Passage shown
Re: Statistical aggregate functions are not working with partitionwise aggregate

From: Jeevan Chalke <jeevan(dot)chalke(at)enterprisedb(dot)com>
To: Rajkumar Raghuwanshi <rajkumar(dot)raghuwanshi(at)enterprisedb(dot)com>
Cc: pgsql-hackers <pgsql-hackers(at)postgresql(dot)org>
Subject: Re: Statistical aggregate functions are not working with partitionwise aggregate
Date: 2019-05-03 11:56:45
Message-ID: CAM2+6=XobXLhtF_qQQJAGdzVHwmSihYwM356294eVDnCqB56+A@mail.gmail.com
Views: Raw Message | Whole Thread | Download mbox | Resend email
Thread:
Lists: pgsql-hackers

On Fri, May 3, 2019 at 2:56 PM Rajkumar Raghuwanshi <
rajkumar(dot)raghuwanshi(at)enterprisedb(dot)com> wrote:

> Hi,
>
> On PG-head, Some of statistical aggregate function are not giving correct
> output when enable partitionwise aggregate while same is working on v11.
>

I had a quick look over this and observed that something broken with the
PARTIAL aggregation.

I can reproduce same issue with the larger dataset which results into
parallel scan.

CREATE TABLE tbl1(a int2,b float4) partition by range(a);
create table tbl1_p1 partition of tbl1 for values from (minvalue) to (0);
create table tbl1_p2 partition of tbl1 for values from (0) to (maxvalue);
insert into tbl1 select i%2, i from generate_series(1, 1000000) i;

# SELECT regr_count(b, a) FROM tbl1;
regr_count
------------
0
(1 row)

postgres:5432 [120536]=# explain SELECT regr_count(b, a) FROM tbl1;
QUERY
PLAN
------------------------------------------------------------------------------------------------
Finalize Aggregate (cost=15418.08..15418.09 rows=1 width=8)
-> Gather (cost=15417.87..15418.08 rows=2 width=8)
Workers Planned: 2
-> Partial Aggregate (cost=14417.87..14417.88 rows=1 width=8)

Data lines
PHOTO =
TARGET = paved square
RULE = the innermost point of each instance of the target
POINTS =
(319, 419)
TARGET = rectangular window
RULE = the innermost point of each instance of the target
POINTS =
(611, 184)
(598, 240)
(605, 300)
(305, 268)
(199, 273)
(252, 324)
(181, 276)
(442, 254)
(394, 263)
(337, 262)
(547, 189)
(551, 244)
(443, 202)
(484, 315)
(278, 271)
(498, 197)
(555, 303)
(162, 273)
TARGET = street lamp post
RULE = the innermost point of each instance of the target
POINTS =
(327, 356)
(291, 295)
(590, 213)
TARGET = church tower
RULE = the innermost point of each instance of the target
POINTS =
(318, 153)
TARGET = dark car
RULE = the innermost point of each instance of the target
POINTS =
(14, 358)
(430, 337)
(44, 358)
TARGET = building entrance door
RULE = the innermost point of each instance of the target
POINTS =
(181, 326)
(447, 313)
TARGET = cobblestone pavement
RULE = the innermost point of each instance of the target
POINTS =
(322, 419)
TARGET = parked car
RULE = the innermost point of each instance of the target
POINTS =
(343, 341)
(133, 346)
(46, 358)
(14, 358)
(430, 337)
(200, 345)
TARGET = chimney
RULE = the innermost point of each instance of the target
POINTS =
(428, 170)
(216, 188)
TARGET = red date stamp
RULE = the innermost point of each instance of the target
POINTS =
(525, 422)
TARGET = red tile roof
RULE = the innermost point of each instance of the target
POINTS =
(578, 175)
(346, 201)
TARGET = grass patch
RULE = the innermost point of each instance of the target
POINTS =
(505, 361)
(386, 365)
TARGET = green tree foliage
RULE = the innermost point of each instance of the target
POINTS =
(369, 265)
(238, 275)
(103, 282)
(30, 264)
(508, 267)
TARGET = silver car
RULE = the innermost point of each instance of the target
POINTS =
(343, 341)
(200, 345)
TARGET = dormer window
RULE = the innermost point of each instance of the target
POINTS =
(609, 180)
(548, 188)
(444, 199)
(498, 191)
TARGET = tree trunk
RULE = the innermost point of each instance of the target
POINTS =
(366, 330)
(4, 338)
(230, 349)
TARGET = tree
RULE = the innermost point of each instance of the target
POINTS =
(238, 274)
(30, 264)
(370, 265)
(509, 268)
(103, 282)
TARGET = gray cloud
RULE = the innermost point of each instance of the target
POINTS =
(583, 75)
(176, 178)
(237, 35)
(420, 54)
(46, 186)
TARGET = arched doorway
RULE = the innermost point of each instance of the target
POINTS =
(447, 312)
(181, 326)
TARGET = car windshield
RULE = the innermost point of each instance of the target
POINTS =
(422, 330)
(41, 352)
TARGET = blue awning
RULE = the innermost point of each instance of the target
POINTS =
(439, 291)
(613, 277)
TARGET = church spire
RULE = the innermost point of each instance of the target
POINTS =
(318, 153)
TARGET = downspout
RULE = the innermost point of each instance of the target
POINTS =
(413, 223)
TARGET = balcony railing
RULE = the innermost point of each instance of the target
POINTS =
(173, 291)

Exercise task 1
In the mailing list message, which PostgreSQL version is said to give correct output for these statistical aggregate functions?
Exercise task 2
Sum up the mailing list message in two sentences.
Exercise task 3
List every table that the reproduction steps in the mailing list message create.

Task answer 1
Version 11 (v11).

Task answer 2
Rajkumar Raghuwanshi reported that on PG-head some statistical aggregate functions give wrong output when partitionwise aggregate is enabled, though they work on v11. Jeevan Chalke replied that something seems broken with PARTIAL aggregation and that he could reproduce the issue with a larger dataset that leads to a parallel scan.

Task answer 3
- tbl1
- tbl1_p1
- tbl1_p2